▶ _WHAT NEEDS TO BE DONE_
Your task is to retype all of the records below with complete accuracy.

[Dataset entries]
>>
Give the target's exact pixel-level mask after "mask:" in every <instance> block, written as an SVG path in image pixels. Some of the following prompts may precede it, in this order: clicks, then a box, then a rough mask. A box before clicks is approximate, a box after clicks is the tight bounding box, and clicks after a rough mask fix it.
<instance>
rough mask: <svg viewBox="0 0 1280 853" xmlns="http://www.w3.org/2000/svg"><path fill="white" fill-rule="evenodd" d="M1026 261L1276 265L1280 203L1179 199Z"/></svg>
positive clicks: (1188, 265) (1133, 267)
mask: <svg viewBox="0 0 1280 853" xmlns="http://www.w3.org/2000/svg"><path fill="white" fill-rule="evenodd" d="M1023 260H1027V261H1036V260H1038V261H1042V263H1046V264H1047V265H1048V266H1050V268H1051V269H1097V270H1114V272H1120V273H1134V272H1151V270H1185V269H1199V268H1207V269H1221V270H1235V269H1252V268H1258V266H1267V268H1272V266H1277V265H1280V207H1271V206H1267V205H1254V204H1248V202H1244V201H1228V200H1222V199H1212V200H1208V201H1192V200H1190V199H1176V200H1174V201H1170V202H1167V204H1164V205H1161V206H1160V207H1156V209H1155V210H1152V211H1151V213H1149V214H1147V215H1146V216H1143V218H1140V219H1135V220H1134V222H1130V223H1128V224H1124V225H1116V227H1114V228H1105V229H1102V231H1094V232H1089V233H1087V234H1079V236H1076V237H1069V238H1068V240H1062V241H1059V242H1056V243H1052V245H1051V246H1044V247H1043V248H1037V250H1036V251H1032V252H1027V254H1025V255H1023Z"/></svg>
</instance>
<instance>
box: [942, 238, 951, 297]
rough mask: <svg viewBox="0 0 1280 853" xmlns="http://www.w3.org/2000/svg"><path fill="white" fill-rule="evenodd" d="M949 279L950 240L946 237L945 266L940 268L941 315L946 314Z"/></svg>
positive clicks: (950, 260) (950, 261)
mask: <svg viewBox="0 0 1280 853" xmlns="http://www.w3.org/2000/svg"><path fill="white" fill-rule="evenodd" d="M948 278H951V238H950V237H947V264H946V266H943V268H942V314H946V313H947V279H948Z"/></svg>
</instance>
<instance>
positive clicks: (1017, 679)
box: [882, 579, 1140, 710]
<<
▶ _EXERCISE RESPONSE_
Give the target's exact pixel-level mask after "mask:" in every <instance> block, written as an SVG path in image pixels. Some of the following prompts may precede it, in this order: clicks, then a box, then a rough mask. A box before clicks is approximate, a box after clicks is the tight bounding box, and clicks after a rough mask fix it.
<instance>
rough mask: <svg viewBox="0 0 1280 853" xmlns="http://www.w3.org/2000/svg"><path fill="white" fill-rule="evenodd" d="M1026 261L1276 265L1280 203L1179 199Z"/></svg>
positive clicks: (1188, 265) (1133, 267)
mask: <svg viewBox="0 0 1280 853" xmlns="http://www.w3.org/2000/svg"><path fill="white" fill-rule="evenodd" d="M1023 260H1027V261H1036V260H1038V261H1042V263H1046V264H1047V265H1048V266H1050V268H1051V269H1097V270H1114V272H1120V273H1134V272H1151V270H1185V269H1199V268H1207V269H1221V270H1235V269H1252V268H1258V266H1267V268H1272V266H1277V265H1280V207H1271V206H1267V205H1254V204H1248V202H1244V201H1228V200H1222V199H1212V200H1208V201H1192V200H1190V199H1176V200H1174V201H1170V202H1167V204H1164V205H1161V206H1160V207H1156V209H1155V210H1152V211H1151V213H1149V214H1147V215H1146V216H1143V218H1140V219H1135V220H1134V222H1130V223H1128V224H1124V225H1116V227H1114V228H1105V229H1102V231H1094V232H1089V233H1087V234H1079V236H1076V237H1069V238H1068V240H1062V241H1059V242H1056V243H1052V245H1051V246H1044V247H1043V248H1037V250H1036V251H1032V252H1027V254H1025V255H1023Z"/></svg>
</instance>
<instance>
box: [942, 238, 951, 297]
rough mask: <svg viewBox="0 0 1280 853" xmlns="http://www.w3.org/2000/svg"><path fill="white" fill-rule="evenodd" d="M949 279L950 240L946 237L945 266L940 268L941 315L946 314Z"/></svg>
positive clicks: (950, 260) (950, 261)
mask: <svg viewBox="0 0 1280 853" xmlns="http://www.w3.org/2000/svg"><path fill="white" fill-rule="evenodd" d="M948 278H951V238H950V237H947V264H946V266H943V268H942V314H946V313H947V279H948Z"/></svg>
</instance>
<instance>
positive clicks: (1017, 679)
box: [882, 579, 1140, 710]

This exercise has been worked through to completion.